** begin Passage to read **

United Nations to Freeze Corrupt
Somalia Politicians' Assets
NAIROBI, Kenya, July 15, 2012 (AP) — Corrupt Somali politicians could face travel bans and have their foreign assets frozen under tough new United Nations sanctions, a U.N. official said Tuesday, a move that analysts said could also help get desperately needed food aid to the country's growing number of famine victims.
A team of eight investigators is due to begin work this week. It's the first time senior Somali politicians could face consequences for corruption in the 20 years since the country dissolved into civil war. The country's justice system has virtually stopped functioning and there has been no system to hold politicians in the famine-struck Horn of Africa nation to account.
"Corruption has been identified as one of the main obstacles to the peace process," said Matt Bryden, who heads the U.N. arms monitoring group on Somalia, which provides an annual report to the U.N. Security Council. "This sends a clear signal that corruption and political obstruction will no longer be tolerated."
The monitoring group was set up 10 years after an arms embargo was imposed on Somalia in 1992, when hundreds of thousands were dying from famine and the country was in the grip of a clan-based civil war. The group's mandate was to report anyone selling weapons to fuel the conflict. In 2008, the U.N. decided it should be able to punish violators by imposing sanctions that include travel bans and freezes on assets such as bank accounts and property.

** end Passage to read **

Written instruction 1 :: According to the article on U.N. sanctions against corrupt Somali politicians, in what year was the arms embargo on Somalia imposed?
Written instruction 2 :: Continue the article on U.N. sanctions against corrupt Somali politicians, starting after its last sentence.

** begin Listed records **

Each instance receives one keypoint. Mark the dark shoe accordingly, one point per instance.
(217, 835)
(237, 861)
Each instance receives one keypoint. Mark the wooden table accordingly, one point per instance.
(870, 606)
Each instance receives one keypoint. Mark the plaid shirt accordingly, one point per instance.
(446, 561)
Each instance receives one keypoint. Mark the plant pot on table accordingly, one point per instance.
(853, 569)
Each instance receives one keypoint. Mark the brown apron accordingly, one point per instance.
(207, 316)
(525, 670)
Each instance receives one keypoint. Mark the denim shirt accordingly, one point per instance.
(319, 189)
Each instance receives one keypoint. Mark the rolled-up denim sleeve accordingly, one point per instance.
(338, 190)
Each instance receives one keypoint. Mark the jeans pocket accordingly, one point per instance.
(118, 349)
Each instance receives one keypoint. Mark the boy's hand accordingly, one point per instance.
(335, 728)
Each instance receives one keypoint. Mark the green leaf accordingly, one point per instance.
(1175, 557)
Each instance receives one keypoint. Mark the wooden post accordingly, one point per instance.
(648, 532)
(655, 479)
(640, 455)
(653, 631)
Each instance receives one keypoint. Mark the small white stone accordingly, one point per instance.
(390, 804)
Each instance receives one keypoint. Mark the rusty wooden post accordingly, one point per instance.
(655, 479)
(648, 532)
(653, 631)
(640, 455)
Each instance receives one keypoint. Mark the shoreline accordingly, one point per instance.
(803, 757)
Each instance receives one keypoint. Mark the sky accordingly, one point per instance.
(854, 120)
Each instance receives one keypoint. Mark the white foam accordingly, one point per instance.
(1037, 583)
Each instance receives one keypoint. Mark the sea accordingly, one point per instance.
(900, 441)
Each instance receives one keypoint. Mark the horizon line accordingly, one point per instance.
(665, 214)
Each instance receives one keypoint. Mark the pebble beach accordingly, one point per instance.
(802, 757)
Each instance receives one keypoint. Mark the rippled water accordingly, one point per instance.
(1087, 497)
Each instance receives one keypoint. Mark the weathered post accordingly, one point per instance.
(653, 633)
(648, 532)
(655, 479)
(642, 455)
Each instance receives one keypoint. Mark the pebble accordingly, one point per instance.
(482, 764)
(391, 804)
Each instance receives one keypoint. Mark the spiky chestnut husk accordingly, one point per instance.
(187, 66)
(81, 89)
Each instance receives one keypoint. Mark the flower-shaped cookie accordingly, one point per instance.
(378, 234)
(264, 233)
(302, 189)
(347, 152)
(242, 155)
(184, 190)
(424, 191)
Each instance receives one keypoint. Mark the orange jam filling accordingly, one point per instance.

** end Listed records **

Task answer 1 :: 1992

Task answer 2 ::
The list of possible sanctions was expanded the same year to include anyone obstructing access to humanitarian aid. That's a huge problem in Somalia, where Islamist militant groups have denied many aid agencies access to territory they control and militias in areas controlled by the U.N.-backed government steal and sell food.
In July, the sanctions mandate was expanded again to include corruption and those blocking the peace process. The new mandate came at the same month famine was declared in parts of the country.
Tens of thousands of people are estimated to have died and the U.N. says 750,000 are at imminent risk of starvation. Now, Bryden said, anyone could be sanctioned for threatening peace and security or for blocking or stealing humanitarian aid or government funds.
"Our investigations will help the sanctions committee ensure that violators are held accountable," he said. "These sanctions are most effective against those with an international profile — those with foreign passports, with foreign bank accounts, and those who travel."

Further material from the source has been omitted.